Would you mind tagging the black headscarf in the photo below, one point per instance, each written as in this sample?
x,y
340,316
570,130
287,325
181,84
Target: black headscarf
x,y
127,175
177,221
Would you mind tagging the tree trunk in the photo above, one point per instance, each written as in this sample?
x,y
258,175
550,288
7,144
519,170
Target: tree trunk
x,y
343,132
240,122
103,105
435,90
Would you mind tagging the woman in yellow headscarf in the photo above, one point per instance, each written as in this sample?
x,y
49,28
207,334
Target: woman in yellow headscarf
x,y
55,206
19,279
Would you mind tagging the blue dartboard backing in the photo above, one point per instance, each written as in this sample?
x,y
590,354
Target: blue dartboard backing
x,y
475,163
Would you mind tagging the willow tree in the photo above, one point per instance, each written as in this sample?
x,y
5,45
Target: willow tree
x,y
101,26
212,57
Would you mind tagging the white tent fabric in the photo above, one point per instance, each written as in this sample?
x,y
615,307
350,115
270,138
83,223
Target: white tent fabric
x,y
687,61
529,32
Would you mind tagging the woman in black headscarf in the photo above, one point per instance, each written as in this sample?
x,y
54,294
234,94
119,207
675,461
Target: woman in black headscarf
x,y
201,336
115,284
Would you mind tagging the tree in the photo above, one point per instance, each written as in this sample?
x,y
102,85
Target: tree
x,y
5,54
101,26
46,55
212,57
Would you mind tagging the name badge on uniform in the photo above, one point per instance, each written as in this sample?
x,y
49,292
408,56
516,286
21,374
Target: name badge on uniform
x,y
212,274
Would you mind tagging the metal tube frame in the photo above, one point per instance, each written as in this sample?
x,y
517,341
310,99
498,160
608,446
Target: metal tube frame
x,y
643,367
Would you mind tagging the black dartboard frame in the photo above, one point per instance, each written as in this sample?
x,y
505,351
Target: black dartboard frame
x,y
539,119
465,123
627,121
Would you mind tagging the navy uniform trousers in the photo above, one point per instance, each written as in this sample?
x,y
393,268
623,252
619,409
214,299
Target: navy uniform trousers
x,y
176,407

····················

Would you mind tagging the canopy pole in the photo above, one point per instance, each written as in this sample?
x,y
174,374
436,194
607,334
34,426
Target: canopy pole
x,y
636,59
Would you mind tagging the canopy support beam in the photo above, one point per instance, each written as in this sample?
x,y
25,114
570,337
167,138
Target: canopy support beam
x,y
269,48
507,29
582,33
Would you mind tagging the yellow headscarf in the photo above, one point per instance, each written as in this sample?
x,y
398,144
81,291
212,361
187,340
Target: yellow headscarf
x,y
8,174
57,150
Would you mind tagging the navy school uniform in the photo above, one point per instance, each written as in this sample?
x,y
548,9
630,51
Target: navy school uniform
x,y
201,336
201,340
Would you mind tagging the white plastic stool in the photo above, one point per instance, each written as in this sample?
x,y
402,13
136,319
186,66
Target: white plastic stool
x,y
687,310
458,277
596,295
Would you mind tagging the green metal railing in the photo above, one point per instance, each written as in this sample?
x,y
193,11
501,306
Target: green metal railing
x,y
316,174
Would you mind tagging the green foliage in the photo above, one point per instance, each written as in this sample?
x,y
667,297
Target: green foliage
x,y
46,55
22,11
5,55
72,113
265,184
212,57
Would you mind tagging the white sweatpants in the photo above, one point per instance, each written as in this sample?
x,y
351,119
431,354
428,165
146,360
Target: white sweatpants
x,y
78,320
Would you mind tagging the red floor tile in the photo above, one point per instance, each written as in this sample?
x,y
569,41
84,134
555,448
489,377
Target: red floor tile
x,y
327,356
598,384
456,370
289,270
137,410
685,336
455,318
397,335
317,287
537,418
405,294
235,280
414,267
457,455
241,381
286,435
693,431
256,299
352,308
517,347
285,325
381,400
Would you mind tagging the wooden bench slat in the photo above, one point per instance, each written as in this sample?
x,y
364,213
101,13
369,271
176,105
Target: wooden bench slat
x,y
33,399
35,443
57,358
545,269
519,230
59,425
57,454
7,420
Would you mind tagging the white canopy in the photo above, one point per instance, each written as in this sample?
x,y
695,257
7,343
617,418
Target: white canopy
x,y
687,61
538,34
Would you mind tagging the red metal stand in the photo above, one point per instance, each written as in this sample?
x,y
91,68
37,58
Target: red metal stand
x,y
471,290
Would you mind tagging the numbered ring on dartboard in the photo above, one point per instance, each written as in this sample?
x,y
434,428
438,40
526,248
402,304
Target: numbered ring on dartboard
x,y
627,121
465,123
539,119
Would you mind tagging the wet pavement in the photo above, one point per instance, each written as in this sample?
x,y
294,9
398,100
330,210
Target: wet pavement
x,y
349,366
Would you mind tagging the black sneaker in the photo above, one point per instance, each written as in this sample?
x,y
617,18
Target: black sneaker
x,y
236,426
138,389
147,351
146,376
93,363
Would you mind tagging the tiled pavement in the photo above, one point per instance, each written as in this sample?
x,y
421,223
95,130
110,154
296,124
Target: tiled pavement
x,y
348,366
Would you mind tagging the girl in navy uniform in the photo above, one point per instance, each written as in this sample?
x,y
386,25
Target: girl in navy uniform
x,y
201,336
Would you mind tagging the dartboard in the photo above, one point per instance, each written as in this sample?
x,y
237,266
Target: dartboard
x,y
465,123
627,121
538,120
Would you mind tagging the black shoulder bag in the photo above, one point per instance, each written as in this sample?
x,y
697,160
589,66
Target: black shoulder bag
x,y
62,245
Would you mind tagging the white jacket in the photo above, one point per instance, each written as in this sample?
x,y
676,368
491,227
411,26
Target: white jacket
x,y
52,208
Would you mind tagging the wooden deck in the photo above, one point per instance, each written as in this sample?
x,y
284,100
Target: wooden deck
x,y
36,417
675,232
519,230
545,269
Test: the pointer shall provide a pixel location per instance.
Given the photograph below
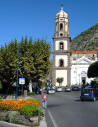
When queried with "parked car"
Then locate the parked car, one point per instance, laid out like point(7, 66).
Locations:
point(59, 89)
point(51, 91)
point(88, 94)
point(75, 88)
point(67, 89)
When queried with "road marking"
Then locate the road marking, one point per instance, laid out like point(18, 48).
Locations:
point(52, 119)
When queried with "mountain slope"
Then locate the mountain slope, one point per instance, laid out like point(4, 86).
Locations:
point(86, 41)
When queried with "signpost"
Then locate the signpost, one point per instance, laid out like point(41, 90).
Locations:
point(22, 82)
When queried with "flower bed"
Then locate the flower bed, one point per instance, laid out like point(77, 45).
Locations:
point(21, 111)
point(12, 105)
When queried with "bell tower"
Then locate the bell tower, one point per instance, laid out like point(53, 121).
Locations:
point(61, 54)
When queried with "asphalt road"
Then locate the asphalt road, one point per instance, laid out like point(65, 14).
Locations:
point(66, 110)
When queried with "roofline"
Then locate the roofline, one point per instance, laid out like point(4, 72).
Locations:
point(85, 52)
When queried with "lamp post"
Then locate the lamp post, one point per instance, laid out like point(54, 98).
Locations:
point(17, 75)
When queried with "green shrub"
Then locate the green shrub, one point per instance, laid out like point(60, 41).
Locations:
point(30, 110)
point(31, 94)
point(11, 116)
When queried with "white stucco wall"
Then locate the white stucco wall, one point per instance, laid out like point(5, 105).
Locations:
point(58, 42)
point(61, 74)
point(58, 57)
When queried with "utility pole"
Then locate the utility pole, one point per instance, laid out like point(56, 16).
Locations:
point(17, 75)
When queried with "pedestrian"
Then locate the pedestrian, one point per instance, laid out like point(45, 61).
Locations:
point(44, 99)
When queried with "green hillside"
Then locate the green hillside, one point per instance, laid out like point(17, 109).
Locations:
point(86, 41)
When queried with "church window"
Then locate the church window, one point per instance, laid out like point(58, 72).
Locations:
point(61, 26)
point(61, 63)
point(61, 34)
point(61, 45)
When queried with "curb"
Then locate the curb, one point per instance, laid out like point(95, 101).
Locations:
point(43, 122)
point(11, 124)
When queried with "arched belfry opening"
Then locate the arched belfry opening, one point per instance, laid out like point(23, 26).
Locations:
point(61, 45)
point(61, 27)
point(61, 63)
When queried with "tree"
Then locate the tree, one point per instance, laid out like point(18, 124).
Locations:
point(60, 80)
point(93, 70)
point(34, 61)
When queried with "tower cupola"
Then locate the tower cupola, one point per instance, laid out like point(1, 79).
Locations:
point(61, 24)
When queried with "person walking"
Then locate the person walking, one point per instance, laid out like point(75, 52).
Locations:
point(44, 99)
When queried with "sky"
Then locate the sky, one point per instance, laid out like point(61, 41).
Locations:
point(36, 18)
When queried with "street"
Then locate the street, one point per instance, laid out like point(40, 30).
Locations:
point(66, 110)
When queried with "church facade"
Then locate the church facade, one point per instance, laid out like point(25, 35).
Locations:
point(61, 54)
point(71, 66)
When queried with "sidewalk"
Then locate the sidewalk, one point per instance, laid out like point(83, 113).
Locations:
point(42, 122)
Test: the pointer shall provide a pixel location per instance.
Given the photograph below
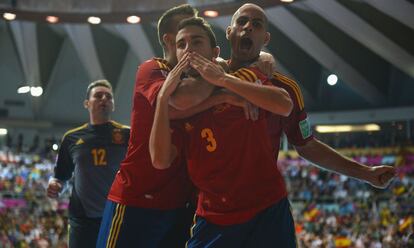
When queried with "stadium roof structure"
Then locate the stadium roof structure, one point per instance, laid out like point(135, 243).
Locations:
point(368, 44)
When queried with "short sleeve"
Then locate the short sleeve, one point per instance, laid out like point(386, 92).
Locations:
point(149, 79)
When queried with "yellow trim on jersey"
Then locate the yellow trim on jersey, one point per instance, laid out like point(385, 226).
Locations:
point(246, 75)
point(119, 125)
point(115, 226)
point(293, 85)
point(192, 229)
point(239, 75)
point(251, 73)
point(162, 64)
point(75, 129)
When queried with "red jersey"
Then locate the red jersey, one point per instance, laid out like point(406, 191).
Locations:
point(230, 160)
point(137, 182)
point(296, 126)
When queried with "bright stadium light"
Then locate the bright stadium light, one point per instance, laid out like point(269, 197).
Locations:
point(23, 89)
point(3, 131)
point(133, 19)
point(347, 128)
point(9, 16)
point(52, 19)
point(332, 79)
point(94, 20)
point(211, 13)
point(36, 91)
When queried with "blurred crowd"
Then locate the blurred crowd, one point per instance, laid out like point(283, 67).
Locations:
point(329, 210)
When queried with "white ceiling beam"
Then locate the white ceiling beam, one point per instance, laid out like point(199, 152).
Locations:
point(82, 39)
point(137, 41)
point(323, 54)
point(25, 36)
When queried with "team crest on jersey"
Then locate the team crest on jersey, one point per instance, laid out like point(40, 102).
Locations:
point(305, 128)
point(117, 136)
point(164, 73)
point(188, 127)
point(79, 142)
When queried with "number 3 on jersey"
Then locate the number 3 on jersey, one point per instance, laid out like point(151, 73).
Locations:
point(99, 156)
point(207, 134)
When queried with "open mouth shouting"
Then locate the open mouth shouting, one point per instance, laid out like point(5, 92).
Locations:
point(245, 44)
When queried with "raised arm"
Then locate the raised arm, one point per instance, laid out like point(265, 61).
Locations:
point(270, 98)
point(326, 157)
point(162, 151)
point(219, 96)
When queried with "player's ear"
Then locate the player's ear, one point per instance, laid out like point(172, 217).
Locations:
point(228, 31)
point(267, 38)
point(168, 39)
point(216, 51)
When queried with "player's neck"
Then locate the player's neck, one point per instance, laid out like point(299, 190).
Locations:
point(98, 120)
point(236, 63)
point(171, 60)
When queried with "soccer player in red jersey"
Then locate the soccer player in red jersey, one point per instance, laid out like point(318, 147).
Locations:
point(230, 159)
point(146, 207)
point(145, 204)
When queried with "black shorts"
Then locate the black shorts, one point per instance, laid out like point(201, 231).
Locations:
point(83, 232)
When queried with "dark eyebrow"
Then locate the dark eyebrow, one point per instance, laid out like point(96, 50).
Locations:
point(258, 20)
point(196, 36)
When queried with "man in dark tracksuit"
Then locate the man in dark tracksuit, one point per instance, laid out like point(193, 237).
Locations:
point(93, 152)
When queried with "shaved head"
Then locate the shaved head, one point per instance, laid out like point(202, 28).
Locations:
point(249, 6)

····················

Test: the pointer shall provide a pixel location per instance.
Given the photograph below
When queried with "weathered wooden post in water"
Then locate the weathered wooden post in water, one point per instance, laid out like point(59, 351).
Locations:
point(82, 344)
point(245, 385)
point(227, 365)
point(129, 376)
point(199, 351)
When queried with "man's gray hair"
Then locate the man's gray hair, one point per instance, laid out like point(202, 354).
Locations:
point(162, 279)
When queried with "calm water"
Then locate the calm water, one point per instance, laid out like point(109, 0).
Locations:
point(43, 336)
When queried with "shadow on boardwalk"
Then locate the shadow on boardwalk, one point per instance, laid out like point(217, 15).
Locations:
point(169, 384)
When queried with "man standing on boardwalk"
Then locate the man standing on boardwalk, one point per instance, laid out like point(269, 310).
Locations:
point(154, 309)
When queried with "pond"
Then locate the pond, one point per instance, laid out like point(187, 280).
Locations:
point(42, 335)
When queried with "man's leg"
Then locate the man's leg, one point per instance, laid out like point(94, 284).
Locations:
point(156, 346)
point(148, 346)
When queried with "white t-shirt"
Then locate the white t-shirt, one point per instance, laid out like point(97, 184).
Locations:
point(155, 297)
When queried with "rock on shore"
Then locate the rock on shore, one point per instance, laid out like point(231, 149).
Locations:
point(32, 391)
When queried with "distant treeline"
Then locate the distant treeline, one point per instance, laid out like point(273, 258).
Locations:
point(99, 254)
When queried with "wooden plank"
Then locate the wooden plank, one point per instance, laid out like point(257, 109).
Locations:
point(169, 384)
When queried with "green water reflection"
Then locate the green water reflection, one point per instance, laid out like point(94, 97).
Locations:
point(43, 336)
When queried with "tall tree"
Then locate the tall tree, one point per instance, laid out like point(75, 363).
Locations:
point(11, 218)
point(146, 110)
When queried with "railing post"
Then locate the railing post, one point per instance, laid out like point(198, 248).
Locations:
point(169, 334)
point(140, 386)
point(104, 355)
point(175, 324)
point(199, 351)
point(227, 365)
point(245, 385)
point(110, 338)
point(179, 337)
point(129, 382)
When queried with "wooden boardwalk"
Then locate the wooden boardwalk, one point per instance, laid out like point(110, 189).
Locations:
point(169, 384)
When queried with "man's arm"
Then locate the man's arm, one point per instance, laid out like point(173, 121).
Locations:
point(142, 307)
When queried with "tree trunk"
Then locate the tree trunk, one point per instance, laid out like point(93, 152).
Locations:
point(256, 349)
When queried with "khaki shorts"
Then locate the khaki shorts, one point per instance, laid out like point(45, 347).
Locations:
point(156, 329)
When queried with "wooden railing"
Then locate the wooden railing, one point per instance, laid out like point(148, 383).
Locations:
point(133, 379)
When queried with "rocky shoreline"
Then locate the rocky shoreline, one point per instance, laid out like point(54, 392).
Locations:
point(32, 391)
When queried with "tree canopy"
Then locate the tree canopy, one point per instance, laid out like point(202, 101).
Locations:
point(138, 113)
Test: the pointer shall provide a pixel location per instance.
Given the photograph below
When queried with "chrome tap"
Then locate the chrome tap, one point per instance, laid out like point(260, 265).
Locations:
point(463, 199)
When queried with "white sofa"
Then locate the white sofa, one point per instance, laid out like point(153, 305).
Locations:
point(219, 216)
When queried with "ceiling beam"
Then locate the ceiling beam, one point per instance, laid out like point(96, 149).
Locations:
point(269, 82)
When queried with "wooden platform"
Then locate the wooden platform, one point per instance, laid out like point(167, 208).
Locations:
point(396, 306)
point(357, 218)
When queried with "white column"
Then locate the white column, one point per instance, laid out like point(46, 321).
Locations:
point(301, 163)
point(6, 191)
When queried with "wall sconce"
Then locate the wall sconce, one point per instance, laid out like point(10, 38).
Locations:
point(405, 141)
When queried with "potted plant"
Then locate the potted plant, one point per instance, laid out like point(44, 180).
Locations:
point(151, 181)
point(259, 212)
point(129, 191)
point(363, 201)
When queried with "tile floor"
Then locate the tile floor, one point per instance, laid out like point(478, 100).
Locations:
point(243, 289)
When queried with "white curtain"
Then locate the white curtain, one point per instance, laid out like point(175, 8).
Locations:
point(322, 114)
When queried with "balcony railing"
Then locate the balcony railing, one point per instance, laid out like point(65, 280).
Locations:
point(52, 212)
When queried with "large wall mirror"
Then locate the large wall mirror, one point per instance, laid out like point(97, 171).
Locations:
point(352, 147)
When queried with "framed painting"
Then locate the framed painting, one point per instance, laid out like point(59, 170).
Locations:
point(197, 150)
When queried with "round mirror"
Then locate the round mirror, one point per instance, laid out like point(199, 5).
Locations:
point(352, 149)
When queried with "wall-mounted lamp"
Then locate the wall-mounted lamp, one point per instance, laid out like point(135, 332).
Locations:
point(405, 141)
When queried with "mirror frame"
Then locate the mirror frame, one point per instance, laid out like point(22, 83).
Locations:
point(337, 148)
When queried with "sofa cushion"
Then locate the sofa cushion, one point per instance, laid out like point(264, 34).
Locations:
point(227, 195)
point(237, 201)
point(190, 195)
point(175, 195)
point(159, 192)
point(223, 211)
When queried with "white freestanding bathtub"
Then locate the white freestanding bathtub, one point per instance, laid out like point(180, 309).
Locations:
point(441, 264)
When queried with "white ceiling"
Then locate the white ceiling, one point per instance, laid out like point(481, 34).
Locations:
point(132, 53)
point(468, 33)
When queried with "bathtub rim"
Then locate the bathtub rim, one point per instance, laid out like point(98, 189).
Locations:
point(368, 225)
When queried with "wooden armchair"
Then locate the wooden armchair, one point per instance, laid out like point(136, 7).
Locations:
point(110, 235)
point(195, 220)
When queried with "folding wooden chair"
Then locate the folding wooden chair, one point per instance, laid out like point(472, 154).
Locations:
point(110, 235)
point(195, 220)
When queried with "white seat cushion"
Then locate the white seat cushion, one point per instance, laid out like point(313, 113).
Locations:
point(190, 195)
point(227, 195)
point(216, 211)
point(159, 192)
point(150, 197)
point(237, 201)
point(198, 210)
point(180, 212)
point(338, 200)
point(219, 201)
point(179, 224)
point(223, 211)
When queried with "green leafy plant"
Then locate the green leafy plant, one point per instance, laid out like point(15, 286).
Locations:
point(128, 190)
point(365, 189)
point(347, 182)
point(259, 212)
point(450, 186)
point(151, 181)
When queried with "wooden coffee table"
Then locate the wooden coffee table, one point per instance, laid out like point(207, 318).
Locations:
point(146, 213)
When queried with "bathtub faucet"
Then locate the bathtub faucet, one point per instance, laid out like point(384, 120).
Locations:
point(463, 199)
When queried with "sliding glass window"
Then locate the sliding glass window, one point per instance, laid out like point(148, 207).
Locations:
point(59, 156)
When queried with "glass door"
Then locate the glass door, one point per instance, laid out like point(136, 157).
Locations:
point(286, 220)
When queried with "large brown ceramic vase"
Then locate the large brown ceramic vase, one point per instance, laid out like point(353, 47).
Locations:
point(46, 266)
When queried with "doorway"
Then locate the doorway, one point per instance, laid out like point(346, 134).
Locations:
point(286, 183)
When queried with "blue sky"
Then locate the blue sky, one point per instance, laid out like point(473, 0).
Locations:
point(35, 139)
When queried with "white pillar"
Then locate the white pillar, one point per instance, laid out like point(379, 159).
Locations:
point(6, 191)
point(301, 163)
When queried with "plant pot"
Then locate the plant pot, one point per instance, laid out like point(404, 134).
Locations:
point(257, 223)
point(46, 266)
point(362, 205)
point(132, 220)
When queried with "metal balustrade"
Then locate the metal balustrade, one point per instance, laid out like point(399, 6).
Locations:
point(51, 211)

····················

> [Directions] Lines above with the string "coffee" need to be found and copied.

> [Result]
When queried with "wooden coffee table"
Then locate the wooden coffee table, one point per instance, laid out like point(207, 318).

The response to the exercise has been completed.